Items listed in a dataset
• • • • •
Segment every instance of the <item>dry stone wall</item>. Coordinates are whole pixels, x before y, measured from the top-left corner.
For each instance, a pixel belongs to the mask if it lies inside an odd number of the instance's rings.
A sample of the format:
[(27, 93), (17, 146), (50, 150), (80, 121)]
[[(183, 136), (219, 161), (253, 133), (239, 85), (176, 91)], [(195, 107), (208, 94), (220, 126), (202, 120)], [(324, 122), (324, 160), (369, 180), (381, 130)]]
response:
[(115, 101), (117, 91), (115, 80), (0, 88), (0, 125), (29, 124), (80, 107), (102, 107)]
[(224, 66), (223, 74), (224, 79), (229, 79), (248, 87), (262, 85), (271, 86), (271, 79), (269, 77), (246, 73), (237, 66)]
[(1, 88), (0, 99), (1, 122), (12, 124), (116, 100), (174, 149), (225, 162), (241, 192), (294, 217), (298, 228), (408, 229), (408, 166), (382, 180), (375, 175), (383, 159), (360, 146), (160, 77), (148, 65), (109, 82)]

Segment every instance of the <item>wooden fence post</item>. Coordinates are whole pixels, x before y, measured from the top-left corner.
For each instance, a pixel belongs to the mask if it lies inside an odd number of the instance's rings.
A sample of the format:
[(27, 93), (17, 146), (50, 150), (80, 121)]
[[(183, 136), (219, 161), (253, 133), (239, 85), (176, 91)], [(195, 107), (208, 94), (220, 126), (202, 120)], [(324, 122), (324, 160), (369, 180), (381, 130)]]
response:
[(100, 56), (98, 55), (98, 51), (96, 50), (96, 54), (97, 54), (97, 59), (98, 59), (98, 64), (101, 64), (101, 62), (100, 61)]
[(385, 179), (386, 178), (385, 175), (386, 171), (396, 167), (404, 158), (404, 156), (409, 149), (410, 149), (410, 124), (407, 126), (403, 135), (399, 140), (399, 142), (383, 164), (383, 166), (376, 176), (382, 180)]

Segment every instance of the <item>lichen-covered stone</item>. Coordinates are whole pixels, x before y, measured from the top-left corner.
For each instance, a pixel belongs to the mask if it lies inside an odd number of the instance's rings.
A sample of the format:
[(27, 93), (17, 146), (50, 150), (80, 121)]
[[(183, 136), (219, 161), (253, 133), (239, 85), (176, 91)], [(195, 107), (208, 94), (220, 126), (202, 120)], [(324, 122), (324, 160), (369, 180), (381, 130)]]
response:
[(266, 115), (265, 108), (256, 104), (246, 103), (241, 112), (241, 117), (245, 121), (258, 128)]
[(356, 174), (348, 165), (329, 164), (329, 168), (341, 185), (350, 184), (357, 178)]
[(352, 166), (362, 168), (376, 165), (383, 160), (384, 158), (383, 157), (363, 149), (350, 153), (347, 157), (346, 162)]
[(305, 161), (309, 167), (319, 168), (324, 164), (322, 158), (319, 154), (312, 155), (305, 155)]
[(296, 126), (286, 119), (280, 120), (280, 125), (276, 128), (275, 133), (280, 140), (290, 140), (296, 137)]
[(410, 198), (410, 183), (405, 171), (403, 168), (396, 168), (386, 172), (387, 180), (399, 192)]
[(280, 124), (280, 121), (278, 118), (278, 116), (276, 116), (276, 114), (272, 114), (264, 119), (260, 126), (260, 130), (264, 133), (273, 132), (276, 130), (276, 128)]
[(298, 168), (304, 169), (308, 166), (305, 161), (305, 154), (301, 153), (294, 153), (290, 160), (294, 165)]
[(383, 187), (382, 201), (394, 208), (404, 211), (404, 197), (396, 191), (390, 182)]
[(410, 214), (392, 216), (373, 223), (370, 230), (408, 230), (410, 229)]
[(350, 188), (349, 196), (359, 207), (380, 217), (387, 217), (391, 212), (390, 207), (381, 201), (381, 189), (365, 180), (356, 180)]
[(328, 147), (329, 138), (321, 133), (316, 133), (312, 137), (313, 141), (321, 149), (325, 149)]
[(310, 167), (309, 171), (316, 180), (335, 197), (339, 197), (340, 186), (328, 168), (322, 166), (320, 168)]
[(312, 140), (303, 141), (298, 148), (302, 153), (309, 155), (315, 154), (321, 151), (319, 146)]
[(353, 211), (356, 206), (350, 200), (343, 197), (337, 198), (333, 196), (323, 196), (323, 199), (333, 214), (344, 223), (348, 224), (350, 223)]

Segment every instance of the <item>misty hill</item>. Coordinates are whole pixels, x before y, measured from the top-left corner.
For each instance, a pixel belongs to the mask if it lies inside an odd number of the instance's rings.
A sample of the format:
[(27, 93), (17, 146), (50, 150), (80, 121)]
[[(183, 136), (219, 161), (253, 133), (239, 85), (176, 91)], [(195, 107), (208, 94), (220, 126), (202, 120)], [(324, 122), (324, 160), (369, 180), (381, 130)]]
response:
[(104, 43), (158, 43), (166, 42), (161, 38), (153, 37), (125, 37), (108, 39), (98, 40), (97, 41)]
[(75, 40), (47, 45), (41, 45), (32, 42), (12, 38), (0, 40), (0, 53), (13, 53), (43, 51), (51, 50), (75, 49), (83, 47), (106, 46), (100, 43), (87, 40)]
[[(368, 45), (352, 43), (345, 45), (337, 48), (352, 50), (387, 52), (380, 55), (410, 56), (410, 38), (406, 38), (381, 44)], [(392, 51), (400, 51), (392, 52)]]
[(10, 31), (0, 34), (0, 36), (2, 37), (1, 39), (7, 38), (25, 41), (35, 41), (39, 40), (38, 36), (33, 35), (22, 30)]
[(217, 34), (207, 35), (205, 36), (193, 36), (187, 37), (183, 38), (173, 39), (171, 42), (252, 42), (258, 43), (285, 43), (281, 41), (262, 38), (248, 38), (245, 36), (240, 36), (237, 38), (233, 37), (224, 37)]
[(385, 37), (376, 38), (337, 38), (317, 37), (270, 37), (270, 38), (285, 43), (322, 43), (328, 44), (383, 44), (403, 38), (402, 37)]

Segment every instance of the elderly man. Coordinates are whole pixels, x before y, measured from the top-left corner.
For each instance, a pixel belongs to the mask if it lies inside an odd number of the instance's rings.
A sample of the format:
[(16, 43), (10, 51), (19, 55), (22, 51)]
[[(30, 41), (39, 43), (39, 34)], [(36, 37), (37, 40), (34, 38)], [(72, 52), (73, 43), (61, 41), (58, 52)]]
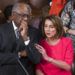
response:
[(34, 47), (38, 32), (28, 25), (30, 15), (29, 5), (17, 3), (12, 8), (12, 22), (0, 26), (0, 75), (26, 75), (25, 68), (34, 75), (34, 64), (41, 55)]

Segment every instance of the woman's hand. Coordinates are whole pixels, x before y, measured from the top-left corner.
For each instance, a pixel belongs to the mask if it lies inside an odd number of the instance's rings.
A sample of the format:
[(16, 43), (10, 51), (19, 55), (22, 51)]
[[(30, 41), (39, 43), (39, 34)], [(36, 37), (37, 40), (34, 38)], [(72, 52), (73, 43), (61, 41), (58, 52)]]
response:
[(46, 53), (46, 50), (41, 46), (41, 45), (39, 45), (39, 44), (35, 44), (35, 47), (37, 48), (37, 50), (42, 54), (42, 56), (43, 56), (43, 58), (45, 59), (45, 60), (48, 60), (48, 55), (47, 55), (47, 53)]

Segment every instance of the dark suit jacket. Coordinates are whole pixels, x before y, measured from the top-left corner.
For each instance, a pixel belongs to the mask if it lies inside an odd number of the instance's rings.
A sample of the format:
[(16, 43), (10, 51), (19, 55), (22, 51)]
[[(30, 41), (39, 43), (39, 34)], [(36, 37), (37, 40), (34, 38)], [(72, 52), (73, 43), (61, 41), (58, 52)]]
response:
[[(22, 39), (16, 39), (13, 25), (6, 23), (0, 26), (0, 75), (26, 75), (18, 63), (18, 51), (26, 50), (28, 56), (21, 58), (23, 66), (30, 75), (33, 74), (34, 64), (39, 63), (41, 55), (33, 47), (37, 43), (37, 30), (29, 27), (30, 43), (25, 46)], [(36, 38), (37, 37), (37, 38)]]

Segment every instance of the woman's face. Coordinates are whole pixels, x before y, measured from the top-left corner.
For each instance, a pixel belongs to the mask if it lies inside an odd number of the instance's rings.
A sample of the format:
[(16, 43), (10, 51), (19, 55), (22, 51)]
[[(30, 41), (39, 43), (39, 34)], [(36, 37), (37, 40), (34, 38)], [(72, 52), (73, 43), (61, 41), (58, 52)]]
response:
[(56, 35), (56, 28), (54, 27), (52, 21), (49, 19), (45, 20), (44, 32), (47, 38), (54, 38)]

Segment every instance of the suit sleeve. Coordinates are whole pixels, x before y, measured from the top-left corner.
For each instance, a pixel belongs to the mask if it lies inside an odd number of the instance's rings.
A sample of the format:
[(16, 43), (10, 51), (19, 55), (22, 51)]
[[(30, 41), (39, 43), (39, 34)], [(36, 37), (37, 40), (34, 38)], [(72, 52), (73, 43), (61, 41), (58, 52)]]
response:
[[(34, 32), (33, 32), (34, 33)], [(28, 58), (34, 63), (37, 64), (41, 60), (41, 54), (38, 52), (38, 50), (35, 48), (34, 44), (38, 43), (38, 32), (31, 34), (32, 40), (30, 41), (29, 45), (26, 47)]]
[(5, 48), (2, 47), (3, 39), (0, 34), (0, 65), (15, 64), (17, 63), (18, 55), (12, 52), (6, 52)]

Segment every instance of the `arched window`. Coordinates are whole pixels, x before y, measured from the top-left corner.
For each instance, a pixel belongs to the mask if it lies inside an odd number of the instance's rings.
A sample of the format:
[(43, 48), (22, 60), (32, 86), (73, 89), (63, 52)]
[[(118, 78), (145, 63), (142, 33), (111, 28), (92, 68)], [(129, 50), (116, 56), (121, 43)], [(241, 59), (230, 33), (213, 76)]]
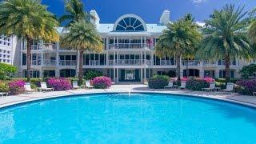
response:
[(145, 24), (138, 18), (132, 16), (121, 19), (116, 24), (116, 31), (144, 31)]

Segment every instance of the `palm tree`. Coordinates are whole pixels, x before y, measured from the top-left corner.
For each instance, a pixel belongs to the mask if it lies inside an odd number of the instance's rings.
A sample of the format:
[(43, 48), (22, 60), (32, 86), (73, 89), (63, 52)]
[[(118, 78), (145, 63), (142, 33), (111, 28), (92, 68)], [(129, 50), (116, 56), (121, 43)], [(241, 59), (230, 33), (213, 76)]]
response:
[(194, 26), (192, 21), (183, 18), (170, 23), (167, 29), (163, 30), (163, 34), (159, 36), (155, 50), (158, 57), (174, 55), (177, 69), (176, 75), (180, 80), (180, 58), (182, 56), (186, 57), (199, 42), (201, 34), (196, 26)]
[(207, 26), (202, 29), (205, 34), (197, 56), (202, 59), (225, 59), (226, 82), (230, 81), (231, 59), (251, 58), (254, 50), (246, 36), (247, 12), (243, 8), (235, 9), (234, 5), (226, 5), (221, 10), (215, 10)]
[(81, 0), (66, 0), (65, 10), (66, 14), (59, 18), (61, 23), (67, 22), (65, 27), (70, 26), (75, 21), (85, 19), (90, 22), (90, 18), (92, 17), (84, 10), (83, 3)]
[(102, 39), (94, 25), (85, 20), (79, 20), (70, 24), (67, 32), (61, 36), (61, 45), (67, 49), (75, 49), (79, 51), (79, 83), (83, 77), (83, 53), (85, 50), (101, 52), (103, 50)]
[(39, 0), (5, 0), (0, 3), (0, 34), (26, 40), (27, 80), (30, 80), (33, 40), (58, 41), (54, 15)]

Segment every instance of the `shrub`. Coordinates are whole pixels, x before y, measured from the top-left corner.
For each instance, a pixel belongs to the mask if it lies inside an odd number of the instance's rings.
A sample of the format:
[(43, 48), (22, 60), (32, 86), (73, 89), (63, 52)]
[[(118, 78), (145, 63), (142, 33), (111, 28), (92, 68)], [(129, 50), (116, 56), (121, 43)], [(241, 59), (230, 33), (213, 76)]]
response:
[(47, 81), (49, 86), (54, 88), (54, 90), (68, 90), (72, 89), (71, 82), (68, 79), (65, 78), (50, 78)]
[(200, 91), (202, 88), (209, 87), (210, 82), (204, 78), (191, 78), (186, 81), (186, 87), (188, 90)]
[(243, 66), (239, 73), (241, 77), (243, 78), (250, 78), (256, 76), (256, 64), (250, 64), (248, 66)]
[(240, 94), (253, 95), (256, 92), (256, 78), (239, 80), (236, 84), (236, 90)]
[(86, 74), (85, 79), (86, 80), (91, 80), (96, 77), (101, 77), (102, 75), (103, 75), (102, 73), (100, 71), (90, 70)]
[(0, 92), (9, 92), (9, 86), (6, 82), (0, 82)]
[(96, 77), (91, 80), (92, 85), (96, 89), (107, 89), (111, 86), (111, 78), (108, 77)]
[(16, 66), (0, 62), (0, 79), (12, 77), (17, 71), (18, 68)]
[(25, 81), (23, 80), (14, 80), (8, 84), (10, 93), (11, 94), (19, 94), (24, 91)]
[(149, 79), (149, 87), (150, 89), (163, 89), (168, 85), (170, 77), (166, 75), (154, 75)]

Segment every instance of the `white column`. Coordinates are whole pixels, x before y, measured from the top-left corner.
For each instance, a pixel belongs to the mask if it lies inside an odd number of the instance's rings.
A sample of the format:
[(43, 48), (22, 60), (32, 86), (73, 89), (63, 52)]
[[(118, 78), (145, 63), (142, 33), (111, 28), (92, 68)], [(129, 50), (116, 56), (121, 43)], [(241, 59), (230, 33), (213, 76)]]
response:
[(119, 82), (119, 69), (117, 69), (117, 82)]
[(143, 82), (143, 69), (141, 69), (141, 82)]
[(79, 58), (80, 58), (80, 53), (79, 51), (78, 50), (77, 52), (77, 67), (76, 67), (76, 77), (78, 77), (78, 74), (79, 74)]
[(114, 70), (113, 70), (113, 73), (114, 73), (114, 82), (116, 82), (115, 80), (116, 80), (116, 77), (115, 77), (115, 69), (114, 69)]

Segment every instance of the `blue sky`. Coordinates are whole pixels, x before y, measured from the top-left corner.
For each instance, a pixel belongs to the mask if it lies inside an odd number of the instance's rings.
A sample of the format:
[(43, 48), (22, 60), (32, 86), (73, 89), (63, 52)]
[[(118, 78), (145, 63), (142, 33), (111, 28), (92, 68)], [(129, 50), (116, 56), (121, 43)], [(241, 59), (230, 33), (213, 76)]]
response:
[[(225, 4), (245, 6), (249, 10), (256, 7), (256, 0), (82, 0), (87, 11), (94, 9), (101, 22), (113, 23), (125, 14), (135, 14), (147, 23), (158, 23), (164, 10), (170, 10), (171, 21), (191, 13), (197, 21), (203, 22), (214, 9)], [(49, 10), (58, 16), (64, 13), (64, 0), (42, 0)]]

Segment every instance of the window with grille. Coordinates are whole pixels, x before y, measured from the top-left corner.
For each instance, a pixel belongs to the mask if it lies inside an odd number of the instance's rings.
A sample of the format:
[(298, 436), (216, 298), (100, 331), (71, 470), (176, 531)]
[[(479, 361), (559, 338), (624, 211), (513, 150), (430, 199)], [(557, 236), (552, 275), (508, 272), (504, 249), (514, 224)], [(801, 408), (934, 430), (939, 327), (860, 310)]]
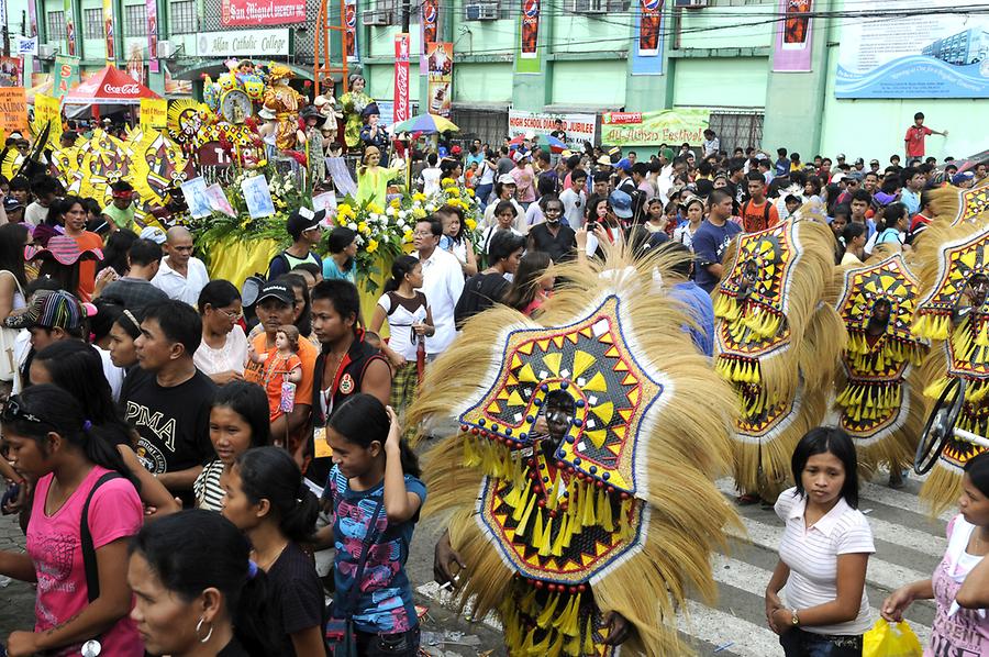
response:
• • • • •
▶ _What the task asks_: From the line that contains "Segment every instance of the window" to the end of the material above, output every line exactly, both ends included, but leave out any pictures.

▶ _Expected answer_:
Segment every instance of the window with grille. Coordinates are whole pixels, x before y, measured from the top-left corner.
For each instance, a pixel belongs to the mask if it lies inside an odd number of the instance's rings.
A sample of the format:
[(298, 436), (216, 298), (100, 331), (71, 470), (176, 531)]
[[(479, 361), (559, 338), (624, 211), (513, 150), (430, 199)], [(557, 236), (552, 275), (508, 272), (504, 249), (514, 224)], [(801, 408), (934, 430), (939, 327), (860, 310)]]
response:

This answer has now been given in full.